1969 Chris Craft Roamer Refit: Cleaning Up Cummins Parts

I previously removed the aftercoolers from my Cummins engines to do the recommended service. While removing the aftercoolers, I noticed a leak at one of the freshwater cooling hoses on another part of the engine, so I removed that, too. It turns out that rust had built up between the the hose and the stainless steel hose fitting to the point that coolant could slowly squeeze by at a rate of about one drip per week. I used a wire wheel to clean up the rust and then sanded all of the parts in preparation for coating with Devoe 235. Along the way, I reaffirmed my belief that the regulatory nanny state has taken over.

Rusty stainless and a very slow drip

Rusty stainless and a very slow drip

Rust allowed coolant to pass

Rust allowed coolant to pass

Cummins paint strategy: only hit what can be seen

Cummins paint strategy: only hit what can be seen

Sanded and ready for Devoe 235

Time for some sanding

Sanded, suspended, and ready for coating

Sanded, suspended, and ready for coating

Engine room steps will get coated, too

Engine room steps will finally get coated, too

Sanded and suspended aftercooler end caps

Sanded and suspended aftercooler end caps

I ran out of white Devoe 235 epoxy when I installed the engines over the winter. So when I made the Engine room steps, I wasn’t able to coat them immediately. Devoe is an excellent epoxy primer/topcoat for metal surfaces, and it’s super tough. 235 is “surface tolerant,” which means it sticks tenaciously to surfaces even if the prep work isn’t 100%. It’s also approved for submerged uses. It’s also semi-gloss, so as long as it’s not exposed to sunlight it works as a topcoat, too. At $53 per gallon kit, it’s also very economical. I called the local distributor I used to buy from only to hear that they no longer carry it. Then I discovered that Devoe’s website is out of date, and none of the local distributors and dealers listed carry that line anymore. I found some places online that sell it, but our nanny state Department of Transportation regulations require Devoe epoxy coatings to be shipped as hazardous material. The shipping costs to move a $58 gallon of primer 200 miles was $198!

....

### WHAT YOU NEED TO DO
[A] Please edit the Chris Craft refit text by rewriting the stretch from "I previously removed" through "has taken over." with "wire wheel" replaced by "wire brush".
[B] List every dollar amount that appears in the Chris Craft refit text.

(Point annotation records)
....

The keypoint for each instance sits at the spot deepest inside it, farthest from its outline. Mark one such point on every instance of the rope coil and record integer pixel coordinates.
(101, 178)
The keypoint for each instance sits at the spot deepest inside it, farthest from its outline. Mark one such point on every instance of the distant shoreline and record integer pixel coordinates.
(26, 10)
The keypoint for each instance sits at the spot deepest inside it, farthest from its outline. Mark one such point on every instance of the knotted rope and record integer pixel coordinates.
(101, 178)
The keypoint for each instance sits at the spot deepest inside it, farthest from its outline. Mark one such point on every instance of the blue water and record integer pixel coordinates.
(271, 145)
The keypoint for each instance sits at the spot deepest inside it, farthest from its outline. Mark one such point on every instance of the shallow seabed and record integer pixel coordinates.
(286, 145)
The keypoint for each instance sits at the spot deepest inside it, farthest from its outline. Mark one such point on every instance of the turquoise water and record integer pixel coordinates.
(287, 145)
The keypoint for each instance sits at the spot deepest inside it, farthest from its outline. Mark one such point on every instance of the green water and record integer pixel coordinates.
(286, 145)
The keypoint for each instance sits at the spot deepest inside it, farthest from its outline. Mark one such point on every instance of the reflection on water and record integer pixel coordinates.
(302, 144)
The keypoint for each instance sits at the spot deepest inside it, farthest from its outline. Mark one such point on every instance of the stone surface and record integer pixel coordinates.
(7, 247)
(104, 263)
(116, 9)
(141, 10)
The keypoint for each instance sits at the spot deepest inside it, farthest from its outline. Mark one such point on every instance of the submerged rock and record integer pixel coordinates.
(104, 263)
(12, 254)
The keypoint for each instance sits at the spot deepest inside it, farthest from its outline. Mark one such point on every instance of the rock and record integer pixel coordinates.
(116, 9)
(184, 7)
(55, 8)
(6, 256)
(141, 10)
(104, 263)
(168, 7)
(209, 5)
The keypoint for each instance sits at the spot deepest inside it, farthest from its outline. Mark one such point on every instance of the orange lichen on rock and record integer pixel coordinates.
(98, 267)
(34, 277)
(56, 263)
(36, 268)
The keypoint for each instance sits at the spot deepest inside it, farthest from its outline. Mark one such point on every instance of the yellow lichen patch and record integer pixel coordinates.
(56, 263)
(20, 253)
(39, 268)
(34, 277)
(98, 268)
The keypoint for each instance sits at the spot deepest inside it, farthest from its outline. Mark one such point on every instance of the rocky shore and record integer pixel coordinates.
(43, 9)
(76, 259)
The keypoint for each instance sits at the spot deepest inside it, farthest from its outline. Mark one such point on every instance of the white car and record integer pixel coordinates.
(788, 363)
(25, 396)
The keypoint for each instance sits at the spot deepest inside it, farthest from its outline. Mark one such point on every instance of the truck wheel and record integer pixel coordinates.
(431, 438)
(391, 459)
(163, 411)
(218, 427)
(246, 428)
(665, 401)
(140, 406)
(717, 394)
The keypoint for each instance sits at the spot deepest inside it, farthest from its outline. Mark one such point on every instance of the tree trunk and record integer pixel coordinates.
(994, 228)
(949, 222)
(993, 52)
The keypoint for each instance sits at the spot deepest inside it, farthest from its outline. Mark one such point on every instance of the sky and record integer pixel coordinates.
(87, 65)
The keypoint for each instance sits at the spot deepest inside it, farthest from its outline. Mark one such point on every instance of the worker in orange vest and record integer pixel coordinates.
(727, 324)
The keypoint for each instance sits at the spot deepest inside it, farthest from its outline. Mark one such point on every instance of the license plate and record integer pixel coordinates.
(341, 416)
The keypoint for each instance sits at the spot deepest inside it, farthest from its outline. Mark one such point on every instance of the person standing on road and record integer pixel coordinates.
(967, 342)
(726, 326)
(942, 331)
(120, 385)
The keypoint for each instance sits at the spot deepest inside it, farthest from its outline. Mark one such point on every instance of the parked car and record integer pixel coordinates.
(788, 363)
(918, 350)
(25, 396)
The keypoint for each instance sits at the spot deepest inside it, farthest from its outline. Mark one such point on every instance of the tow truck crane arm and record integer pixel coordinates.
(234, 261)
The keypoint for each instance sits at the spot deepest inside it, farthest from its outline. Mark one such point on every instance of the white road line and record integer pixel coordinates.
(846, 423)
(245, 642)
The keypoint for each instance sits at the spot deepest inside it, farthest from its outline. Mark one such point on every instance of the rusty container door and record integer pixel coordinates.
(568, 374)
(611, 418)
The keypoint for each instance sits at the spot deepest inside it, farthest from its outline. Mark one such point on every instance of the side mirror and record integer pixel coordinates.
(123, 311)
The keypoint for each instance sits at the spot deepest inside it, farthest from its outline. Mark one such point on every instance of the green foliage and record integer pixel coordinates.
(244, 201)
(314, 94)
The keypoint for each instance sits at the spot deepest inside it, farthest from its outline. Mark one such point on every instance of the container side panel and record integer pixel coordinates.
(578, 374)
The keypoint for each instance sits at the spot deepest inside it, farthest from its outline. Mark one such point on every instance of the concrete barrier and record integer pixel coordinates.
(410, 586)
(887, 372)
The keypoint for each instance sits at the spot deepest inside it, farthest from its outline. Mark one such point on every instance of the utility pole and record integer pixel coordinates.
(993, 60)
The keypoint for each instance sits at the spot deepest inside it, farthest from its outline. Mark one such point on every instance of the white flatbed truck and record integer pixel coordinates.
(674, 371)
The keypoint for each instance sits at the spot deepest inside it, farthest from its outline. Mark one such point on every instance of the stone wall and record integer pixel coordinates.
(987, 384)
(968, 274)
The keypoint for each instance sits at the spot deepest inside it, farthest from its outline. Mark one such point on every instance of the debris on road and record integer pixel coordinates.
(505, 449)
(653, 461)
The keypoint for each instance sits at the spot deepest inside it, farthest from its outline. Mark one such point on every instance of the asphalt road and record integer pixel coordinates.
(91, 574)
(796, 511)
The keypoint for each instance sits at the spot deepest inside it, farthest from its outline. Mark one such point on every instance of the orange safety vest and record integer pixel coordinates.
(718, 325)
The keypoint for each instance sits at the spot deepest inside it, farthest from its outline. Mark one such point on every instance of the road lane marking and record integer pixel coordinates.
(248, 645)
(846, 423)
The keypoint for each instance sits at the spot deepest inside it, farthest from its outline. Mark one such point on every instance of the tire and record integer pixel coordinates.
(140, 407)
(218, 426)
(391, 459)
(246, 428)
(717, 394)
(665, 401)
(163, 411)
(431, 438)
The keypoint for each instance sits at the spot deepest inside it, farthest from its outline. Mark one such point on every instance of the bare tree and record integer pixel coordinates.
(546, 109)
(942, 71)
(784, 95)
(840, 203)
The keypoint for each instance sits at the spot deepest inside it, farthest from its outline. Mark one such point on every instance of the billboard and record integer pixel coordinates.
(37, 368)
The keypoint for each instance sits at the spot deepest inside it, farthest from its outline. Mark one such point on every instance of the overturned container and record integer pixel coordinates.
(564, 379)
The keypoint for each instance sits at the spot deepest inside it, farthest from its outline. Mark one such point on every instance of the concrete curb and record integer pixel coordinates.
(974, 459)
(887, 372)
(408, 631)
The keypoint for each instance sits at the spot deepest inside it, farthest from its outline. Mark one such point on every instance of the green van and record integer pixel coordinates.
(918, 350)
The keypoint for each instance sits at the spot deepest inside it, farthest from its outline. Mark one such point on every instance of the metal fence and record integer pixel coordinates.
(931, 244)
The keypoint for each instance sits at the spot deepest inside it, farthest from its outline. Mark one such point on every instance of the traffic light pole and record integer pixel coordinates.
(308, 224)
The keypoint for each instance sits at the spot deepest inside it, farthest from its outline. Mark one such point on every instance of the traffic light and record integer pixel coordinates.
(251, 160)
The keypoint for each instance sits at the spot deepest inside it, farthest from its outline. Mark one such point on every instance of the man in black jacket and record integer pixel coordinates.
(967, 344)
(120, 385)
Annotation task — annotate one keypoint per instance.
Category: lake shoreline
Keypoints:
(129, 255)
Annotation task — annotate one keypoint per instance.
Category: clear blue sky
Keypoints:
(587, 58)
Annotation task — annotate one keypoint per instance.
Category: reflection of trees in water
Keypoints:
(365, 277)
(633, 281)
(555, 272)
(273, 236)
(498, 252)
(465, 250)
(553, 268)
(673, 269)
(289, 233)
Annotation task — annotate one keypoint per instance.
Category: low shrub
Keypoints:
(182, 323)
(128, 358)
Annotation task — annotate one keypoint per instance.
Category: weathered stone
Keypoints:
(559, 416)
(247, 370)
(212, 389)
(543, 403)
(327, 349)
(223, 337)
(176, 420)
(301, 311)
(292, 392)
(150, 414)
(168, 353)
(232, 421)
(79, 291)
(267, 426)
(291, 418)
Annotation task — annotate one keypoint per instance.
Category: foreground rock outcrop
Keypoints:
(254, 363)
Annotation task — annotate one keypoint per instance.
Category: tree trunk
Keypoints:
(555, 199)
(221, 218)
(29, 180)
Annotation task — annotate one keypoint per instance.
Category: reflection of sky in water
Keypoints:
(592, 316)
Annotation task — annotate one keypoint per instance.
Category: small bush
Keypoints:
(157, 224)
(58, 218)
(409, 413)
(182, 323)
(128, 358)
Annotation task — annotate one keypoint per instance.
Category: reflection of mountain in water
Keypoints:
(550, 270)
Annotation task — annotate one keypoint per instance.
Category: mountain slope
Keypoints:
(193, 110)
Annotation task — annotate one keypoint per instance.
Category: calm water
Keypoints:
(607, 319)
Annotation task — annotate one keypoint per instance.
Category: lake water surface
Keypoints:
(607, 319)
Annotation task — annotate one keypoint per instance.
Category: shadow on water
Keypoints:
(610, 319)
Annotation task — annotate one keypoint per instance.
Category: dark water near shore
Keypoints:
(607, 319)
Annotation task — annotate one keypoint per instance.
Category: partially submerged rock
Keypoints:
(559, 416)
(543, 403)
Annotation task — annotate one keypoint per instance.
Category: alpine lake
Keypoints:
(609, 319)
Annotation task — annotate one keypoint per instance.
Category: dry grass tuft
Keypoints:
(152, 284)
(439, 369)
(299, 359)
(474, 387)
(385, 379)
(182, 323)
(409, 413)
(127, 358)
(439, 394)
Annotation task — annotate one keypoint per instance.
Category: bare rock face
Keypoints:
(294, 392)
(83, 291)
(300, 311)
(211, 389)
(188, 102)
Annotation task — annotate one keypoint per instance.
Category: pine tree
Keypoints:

....

### IN RESPONSE
[A]
I previously removed the aftercoolers from my Cummins engines to do the recommended service. While removing the aftercoolers, I noticed a leak at one of the freshwater cooling hoses on another part of the engine, so I removed that, too. It turns out that rust had built up between the the hose and the stainless steel hose fitting to the point that coolant could slowly squeeze by at a rate of about one drip per week. I used a wire brush to clean up the rust and then sanded all of the parts in preparation for coating with Devoe 235. Along the way, I reaffirmed my belief that the regulatory nanny state has taken over.

[B]
$53
$58
$198